◆ Short task
List every line of the items below that contains the string "leaf", matching case exactly.

◆ Stored records
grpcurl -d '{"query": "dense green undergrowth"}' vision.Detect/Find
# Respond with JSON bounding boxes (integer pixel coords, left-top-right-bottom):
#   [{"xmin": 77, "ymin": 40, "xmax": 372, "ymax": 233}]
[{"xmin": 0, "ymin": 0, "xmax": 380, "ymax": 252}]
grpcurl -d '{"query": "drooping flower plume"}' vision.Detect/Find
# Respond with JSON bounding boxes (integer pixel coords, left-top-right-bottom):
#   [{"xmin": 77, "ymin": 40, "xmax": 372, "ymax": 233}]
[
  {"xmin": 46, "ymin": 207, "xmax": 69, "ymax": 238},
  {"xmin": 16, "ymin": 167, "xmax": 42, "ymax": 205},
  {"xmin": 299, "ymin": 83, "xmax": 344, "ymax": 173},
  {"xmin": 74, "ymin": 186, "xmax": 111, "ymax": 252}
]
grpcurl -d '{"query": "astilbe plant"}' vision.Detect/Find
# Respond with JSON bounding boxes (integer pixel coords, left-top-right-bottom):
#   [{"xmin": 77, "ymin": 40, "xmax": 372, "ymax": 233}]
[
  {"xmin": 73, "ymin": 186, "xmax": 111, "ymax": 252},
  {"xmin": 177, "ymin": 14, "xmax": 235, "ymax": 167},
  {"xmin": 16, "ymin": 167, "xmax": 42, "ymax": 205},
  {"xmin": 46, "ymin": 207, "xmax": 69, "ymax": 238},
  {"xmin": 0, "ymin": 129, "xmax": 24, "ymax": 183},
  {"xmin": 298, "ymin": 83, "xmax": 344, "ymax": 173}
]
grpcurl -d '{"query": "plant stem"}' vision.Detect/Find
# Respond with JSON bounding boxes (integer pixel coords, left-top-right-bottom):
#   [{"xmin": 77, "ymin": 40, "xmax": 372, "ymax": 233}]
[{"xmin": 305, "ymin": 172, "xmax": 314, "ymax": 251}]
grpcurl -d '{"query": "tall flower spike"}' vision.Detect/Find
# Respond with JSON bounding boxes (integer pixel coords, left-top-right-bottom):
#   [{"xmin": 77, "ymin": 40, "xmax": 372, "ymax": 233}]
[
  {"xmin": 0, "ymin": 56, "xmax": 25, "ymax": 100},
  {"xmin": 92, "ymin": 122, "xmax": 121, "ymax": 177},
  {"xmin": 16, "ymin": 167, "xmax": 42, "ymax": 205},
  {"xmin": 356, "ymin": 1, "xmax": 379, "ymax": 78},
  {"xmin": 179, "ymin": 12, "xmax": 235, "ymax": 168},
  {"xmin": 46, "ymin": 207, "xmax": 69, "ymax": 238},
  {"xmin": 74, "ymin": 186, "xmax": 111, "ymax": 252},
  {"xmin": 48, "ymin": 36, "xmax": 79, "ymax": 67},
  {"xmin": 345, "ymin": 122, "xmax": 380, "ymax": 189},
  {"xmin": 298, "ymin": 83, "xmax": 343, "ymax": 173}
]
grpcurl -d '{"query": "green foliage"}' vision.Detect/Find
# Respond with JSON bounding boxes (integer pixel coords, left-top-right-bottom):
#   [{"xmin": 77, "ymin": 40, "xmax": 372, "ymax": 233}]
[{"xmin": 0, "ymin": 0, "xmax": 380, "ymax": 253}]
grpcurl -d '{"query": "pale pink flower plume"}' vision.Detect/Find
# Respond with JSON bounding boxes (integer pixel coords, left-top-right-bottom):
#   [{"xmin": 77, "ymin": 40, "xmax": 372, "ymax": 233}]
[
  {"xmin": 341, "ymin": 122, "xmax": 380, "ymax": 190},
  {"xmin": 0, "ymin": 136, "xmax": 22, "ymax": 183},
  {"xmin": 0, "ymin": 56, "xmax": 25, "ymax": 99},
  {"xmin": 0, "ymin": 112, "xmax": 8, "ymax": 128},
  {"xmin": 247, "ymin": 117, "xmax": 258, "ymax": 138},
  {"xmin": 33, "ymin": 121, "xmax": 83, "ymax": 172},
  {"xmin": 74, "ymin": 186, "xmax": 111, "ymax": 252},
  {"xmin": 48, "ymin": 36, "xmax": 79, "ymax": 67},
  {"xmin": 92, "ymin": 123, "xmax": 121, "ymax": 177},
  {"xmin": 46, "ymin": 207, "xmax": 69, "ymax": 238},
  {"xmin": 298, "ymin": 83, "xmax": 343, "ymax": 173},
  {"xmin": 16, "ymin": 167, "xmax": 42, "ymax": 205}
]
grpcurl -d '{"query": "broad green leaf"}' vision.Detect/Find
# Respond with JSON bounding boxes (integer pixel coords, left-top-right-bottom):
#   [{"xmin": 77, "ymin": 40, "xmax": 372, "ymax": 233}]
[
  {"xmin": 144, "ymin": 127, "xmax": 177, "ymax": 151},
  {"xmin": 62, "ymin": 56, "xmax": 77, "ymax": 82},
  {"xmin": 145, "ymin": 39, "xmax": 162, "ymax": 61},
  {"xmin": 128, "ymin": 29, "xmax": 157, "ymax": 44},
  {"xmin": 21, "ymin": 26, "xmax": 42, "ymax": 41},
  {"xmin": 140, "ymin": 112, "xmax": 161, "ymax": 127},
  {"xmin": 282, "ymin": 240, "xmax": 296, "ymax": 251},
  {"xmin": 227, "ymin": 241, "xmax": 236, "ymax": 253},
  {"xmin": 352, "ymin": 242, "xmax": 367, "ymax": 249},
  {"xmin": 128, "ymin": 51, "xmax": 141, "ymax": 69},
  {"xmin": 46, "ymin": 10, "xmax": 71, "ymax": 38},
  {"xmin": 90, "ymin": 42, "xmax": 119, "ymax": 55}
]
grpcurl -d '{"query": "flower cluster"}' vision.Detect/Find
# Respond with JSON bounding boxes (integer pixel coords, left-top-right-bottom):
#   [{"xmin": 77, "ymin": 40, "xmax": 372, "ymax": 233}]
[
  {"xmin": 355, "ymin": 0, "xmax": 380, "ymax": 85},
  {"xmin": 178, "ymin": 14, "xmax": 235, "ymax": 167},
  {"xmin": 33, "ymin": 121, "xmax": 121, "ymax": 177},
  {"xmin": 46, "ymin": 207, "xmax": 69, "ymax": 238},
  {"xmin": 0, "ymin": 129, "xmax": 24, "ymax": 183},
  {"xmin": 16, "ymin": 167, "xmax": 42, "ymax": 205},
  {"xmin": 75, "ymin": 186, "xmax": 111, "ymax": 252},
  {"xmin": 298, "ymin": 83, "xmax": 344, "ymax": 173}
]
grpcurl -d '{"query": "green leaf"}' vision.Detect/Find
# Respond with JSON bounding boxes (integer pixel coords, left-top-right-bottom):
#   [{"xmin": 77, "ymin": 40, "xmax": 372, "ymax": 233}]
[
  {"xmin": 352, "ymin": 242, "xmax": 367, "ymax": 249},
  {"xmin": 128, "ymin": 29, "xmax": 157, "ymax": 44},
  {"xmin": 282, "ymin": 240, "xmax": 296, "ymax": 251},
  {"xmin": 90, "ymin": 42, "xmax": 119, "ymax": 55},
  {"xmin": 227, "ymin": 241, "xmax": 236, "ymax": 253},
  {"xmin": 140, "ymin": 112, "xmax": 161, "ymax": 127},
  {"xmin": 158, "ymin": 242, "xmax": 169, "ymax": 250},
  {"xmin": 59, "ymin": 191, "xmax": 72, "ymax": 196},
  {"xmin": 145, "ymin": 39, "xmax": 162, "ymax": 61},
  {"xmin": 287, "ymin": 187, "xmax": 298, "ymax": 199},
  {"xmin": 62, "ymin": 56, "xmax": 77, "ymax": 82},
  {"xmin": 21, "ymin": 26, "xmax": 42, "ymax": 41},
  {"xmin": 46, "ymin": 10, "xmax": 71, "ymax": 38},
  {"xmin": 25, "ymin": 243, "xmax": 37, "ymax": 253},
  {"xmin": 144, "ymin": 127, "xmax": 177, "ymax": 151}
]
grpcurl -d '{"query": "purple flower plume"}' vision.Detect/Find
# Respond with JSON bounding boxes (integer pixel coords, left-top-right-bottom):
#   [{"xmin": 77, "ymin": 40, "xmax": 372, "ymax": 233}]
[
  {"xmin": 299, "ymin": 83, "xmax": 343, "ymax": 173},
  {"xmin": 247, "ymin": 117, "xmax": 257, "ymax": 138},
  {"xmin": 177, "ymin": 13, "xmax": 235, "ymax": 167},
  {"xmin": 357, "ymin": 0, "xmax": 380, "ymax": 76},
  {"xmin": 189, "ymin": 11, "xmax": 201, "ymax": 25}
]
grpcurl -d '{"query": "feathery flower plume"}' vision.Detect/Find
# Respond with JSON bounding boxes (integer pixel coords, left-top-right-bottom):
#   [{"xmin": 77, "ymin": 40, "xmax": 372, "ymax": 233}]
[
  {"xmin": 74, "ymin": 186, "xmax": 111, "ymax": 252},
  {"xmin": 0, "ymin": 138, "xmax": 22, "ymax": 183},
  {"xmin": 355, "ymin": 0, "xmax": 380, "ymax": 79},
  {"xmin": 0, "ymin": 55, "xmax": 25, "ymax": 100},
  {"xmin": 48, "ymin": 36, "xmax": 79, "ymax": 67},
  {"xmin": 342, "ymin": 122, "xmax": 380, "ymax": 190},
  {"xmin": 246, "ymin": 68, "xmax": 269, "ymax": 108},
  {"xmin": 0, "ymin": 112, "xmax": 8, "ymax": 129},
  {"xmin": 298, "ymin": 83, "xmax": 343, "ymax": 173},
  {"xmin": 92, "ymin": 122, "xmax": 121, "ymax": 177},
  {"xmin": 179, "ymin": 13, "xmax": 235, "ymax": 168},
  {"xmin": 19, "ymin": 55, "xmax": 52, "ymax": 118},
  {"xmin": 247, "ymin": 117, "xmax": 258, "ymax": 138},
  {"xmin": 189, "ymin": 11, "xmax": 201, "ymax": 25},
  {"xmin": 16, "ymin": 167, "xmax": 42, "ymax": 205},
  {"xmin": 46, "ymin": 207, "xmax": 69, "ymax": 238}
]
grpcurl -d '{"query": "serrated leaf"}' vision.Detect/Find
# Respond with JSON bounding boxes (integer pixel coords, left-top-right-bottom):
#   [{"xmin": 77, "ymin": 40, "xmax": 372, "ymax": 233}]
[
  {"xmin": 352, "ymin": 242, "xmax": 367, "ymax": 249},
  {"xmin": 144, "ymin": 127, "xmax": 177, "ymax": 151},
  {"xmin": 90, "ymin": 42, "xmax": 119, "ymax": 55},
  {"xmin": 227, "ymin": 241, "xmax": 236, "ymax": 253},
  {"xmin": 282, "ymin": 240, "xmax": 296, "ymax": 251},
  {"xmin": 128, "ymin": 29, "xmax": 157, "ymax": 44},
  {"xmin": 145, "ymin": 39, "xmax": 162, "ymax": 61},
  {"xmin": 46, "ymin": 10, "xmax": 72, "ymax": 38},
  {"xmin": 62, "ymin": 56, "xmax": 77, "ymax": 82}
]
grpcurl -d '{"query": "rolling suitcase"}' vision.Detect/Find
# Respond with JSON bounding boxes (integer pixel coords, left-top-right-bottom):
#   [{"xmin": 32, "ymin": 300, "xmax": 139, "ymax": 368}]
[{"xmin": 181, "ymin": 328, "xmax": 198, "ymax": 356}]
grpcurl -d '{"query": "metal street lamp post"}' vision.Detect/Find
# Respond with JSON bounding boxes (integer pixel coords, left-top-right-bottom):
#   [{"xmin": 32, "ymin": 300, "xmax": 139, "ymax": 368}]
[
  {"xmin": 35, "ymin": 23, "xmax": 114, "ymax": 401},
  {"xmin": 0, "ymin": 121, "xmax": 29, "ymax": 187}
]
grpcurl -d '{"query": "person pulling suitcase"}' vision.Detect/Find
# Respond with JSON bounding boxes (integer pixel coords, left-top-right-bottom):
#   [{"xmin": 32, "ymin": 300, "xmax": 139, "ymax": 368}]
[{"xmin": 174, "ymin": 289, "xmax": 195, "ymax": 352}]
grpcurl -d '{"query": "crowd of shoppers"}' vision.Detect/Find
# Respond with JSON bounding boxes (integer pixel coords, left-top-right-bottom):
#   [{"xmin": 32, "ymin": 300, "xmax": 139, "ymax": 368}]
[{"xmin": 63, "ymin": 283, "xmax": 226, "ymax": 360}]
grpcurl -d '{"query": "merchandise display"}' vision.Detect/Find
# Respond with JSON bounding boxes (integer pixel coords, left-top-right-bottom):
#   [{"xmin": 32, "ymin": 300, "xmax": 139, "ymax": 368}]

◆ Output of the task
grpcurl -d '{"query": "broad green leaf"}' vision.Detect/Find
grpcurl -d '{"query": "green leaf"}' vision.Detect/Find
grpcurl -d '{"query": "serrated leaf"}' vision.Detect/Find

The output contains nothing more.